■ RECORDS FOR THE TASK:
---
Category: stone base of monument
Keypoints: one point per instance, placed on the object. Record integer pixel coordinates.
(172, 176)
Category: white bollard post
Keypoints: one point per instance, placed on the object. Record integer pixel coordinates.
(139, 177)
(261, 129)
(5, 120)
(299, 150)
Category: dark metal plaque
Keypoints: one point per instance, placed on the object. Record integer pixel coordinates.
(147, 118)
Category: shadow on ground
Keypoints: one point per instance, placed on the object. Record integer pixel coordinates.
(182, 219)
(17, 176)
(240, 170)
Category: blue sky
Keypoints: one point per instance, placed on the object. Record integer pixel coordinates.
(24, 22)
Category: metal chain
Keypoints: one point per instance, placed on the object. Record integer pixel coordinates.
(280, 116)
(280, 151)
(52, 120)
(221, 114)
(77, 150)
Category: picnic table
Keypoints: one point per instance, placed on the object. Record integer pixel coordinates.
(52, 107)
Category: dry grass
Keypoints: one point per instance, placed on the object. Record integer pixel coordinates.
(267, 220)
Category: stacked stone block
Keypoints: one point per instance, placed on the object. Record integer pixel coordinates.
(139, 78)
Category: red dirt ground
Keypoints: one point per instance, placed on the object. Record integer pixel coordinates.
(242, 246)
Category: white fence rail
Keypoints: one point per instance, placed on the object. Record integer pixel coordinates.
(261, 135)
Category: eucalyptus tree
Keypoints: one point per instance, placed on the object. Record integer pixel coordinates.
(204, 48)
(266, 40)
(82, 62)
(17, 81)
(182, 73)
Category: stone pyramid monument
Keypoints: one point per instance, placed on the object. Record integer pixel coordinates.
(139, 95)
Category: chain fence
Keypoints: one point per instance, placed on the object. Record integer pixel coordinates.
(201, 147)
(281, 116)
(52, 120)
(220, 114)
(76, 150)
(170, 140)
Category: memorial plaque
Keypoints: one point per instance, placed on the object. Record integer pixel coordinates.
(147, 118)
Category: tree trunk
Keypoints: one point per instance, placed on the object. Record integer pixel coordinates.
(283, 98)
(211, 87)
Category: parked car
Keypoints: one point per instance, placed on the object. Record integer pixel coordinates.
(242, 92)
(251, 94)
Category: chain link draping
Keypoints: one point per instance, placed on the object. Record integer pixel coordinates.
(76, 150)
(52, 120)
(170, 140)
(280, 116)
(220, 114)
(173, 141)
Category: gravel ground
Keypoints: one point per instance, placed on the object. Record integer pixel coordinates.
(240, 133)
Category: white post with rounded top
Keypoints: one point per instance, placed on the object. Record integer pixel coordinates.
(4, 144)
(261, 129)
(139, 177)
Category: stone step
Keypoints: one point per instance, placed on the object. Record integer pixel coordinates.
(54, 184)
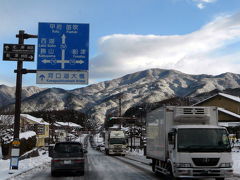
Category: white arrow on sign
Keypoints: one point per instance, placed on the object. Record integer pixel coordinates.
(45, 61)
(6, 47)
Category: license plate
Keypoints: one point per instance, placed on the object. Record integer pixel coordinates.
(67, 162)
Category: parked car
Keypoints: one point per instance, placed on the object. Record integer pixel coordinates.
(102, 148)
(67, 157)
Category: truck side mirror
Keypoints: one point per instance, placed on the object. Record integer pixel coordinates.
(50, 151)
(171, 138)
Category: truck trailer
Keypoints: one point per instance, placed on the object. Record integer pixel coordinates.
(186, 142)
(115, 142)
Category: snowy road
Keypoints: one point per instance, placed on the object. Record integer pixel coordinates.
(100, 167)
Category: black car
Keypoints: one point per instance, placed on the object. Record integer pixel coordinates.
(67, 157)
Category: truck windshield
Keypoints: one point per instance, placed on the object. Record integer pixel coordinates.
(117, 141)
(203, 140)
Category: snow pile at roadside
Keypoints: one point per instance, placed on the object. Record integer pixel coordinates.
(81, 138)
(27, 134)
(98, 139)
(236, 162)
(24, 165)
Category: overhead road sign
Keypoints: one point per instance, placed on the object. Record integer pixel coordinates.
(63, 46)
(62, 77)
(18, 52)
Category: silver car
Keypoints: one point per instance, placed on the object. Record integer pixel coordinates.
(67, 157)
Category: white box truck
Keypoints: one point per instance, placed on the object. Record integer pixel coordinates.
(115, 142)
(186, 142)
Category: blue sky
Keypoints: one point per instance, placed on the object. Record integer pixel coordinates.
(192, 36)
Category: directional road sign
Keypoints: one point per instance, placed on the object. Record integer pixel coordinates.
(63, 46)
(18, 52)
(62, 77)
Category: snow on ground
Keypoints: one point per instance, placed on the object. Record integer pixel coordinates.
(98, 139)
(81, 138)
(27, 164)
(27, 134)
(24, 165)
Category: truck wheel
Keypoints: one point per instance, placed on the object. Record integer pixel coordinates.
(154, 165)
(169, 169)
(53, 173)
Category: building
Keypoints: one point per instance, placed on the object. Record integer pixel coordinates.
(229, 107)
(28, 122)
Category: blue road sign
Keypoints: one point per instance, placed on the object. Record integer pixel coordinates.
(63, 46)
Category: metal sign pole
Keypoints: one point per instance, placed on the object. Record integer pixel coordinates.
(18, 91)
(19, 53)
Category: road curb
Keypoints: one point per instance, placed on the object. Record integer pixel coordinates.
(127, 157)
(22, 172)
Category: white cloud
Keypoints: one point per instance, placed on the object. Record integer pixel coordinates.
(201, 4)
(120, 54)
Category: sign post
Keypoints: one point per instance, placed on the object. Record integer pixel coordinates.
(18, 52)
(63, 50)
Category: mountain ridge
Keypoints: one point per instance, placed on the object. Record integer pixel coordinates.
(146, 86)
---
■ EXERCISE OBJECTIVE: Copy the data character for character, but drop all pictures from the copy.

■ RESPONSE:
Category: stone base of monument
Keypoints: one point per instance, placed on the object. Record integer pixel coordinates.
(172, 176)
Category: white bollard post
Keypoints: one point per instance, placed on the object. Record integer pixel coordinates.
(139, 177)
(261, 129)
(5, 120)
(299, 150)
Category: dark metal plaque
Keypoints: one point per instance, placed on the object. Record integer pixel coordinates.
(147, 118)
Category: shadow on ground
Keypoints: one point per instance, placed on the object. Record integer pixel coordinates.
(182, 219)
(17, 176)
(240, 170)
Category: blue sky
Keypoints: one point per instance, placed on the object. Record integer pixel coordinates.
(24, 22)
Category: metal chain
Keypoints: one point per instance, placed on the object. Record integer pixel coordinates.
(280, 116)
(280, 151)
(52, 120)
(221, 114)
(77, 150)
Category: picnic table
Keypoints: one point per instance, placed on the object. Record integer pixel coordinates.
(52, 107)
Category: dry grass
Keypoints: one point per instance, placed on the object. Record integer pixel coordinates.
(267, 220)
Category: stacked stone block
Keypoints: one point per instance, placed on the object. Record integer pixel coordinates.
(139, 78)
Category: red dirt ground
Keypoints: one point per instance, placed on the object. Record integer pixel coordinates.
(242, 246)
Category: white fence rail
Keypoints: one point per instance, placed on the object. Record integer pixel coordinates.
(261, 135)
Category: eucalyptus tree
Keypoints: one point per instance, placed on the object. Record integer pixel coordinates.
(204, 48)
(266, 40)
(82, 62)
(17, 81)
(182, 73)
Category: stone pyramid monument
Keypoints: one point per instance, placed on the object. Record integer pixel coordinates.
(139, 95)
Category: chain fence
Keypoints: one point per instance, placed on the object. Record integer pixel coordinates.
(201, 147)
(281, 116)
(52, 120)
(220, 114)
(76, 150)
(170, 140)
Category: memorial plaque
Keypoints: one point per instance, placed on the object. Record integer pixel coordinates.
(147, 118)
Category: tree trunk
Keypoints: one point per instance, placed on the object. Record integer pixel coordinates.
(283, 98)
(211, 87)
Category: parked car
Keypoints: one point per instance, placed on the object. Record integer pixel coordinates.
(242, 92)
(251, 94)
Category: chain link draping
Keypoints: one point per instance, placed on the object. Record integer pixel coordinates.
(76, 150)
(52, 120)
(170, 140)
(280, 116)
(220, 114)
(173, 141)
Category: gravel ground
Keypoints: one point per instance, placed on the object. Record integer pixel coordinates.
(240, 133)
Category: white post with rounded top
Keypoints: one point per instance, placed on the object. Record integer pixel coordinates.
(4, 144)
(261, 129)
(139, 177)
Category: stone step
Keypoints: one point per instance, placed on the object. Record integer pixel coordinates.
(54, 184)
Category: white arrow on sign
Keypoints: one point per instance, placed on the object. Record integer pixel coordinates.
(45, 61)
(6, 47)
Category: license plate
Keypoints: one point per instance, placed on the object. Record integer pixel coordinates.
(67, 162)
Category: parked car
Keypoints: one point per instance, placed on the object. Record integer pixel coordinates.
(102, 148)
(67, 157)
Category: truck side mirror
Keypoints: one point per instance, placed on the object. Record integer pixel coordinates.
(50, 151)
(171, 138)
Category: truck trailer
Keypoints: one point per instance, placed on the object. Record integer pixel coordinates.
(186, 142)
(115, 142)
Category: snowy road
Keypoints: one point per instance, placed on the object. Record integer pixel coordinates.
(100, 167)
Category: black car
Keypoints: one point per instance, placed on the object. Record integer pixel coordinates.
(67, 157)
Category: truck windshield
Keypoints: one point per instance, placed on the object. Record integer pixel coordinates.
(117, 141)
(203, 140)
Category: snow pile at roadside
Keypoints: one point per instance, placed on the object. Record integer pixel coordinates.
(81, 138)
(27, 134)
(98, 139)
(236, 162)
(24, 165)
Category: overhead road sign
Keypoints: one point per instance, placed on the object. Record integer pixel coordinates.
(63, 46)
(62, 77)
(18, 52)
Category: silver car
Keypoints: one point per instance, placed on the object. Record integer pixel coordinates.
(67, 157)
Category: white box truck
Keypoints: one point per instance, placed on the object. Record integer pixel coordinates.
(115, 142)
(186, 142)
Category: blue sky
Keypoints: one point per instance, placed on the object. Record integer pixel coordinates.
(192, 36)
Category: directional road sign
Keypoints: one point per instance, placed on the object. Record integer pixel coordinates.
(63, 46)
(18, 52)
(62, 77)
Category: snow on ground
Keypoints: one point per instance, placed on the object. Record integer pixel coordinates.
(98, 139)
(81, 138)
(27, 164)
(27, 134)
(24, 165)
Category: truck wheel
Keypoints: one point per instance, placed on the object. Record integer pixel coordinates.
(154, 165)
(169, 169)
(53, 173)
Category: building
Keypoints: one point per instance, placed on the object. Record integer pixel coordinates.
(229, 107)
(28, 122)
Category: blue road sign
Keypoints: one point per instance, placed on the object. Record integer pixel coordinates.
(63, 46)
Category: metal sign pole
Keypoints: one point per instance, placed on the object. Record integer pixel coordinates.
(18, 91)
(19, 53)
Category: road curb
Keypoints: one point per instance, placed on the object. Record integer pixel coordinates.
(127, 157)
(22, 172)
Category: white cloud
Keypoints: one point per instance, placed on the object. Record integer pixel coordinates.
(201, 4)
(120, 54)
Category: sign post
Keypoints: one point per instance, placed on the object. Record integer pixel coordinates.
(18, 52)
(63, 50)
Category: mountain ridge
Keypoints: one point per instance, placed on the object. Record integer pixel coordinates.
(146, 86)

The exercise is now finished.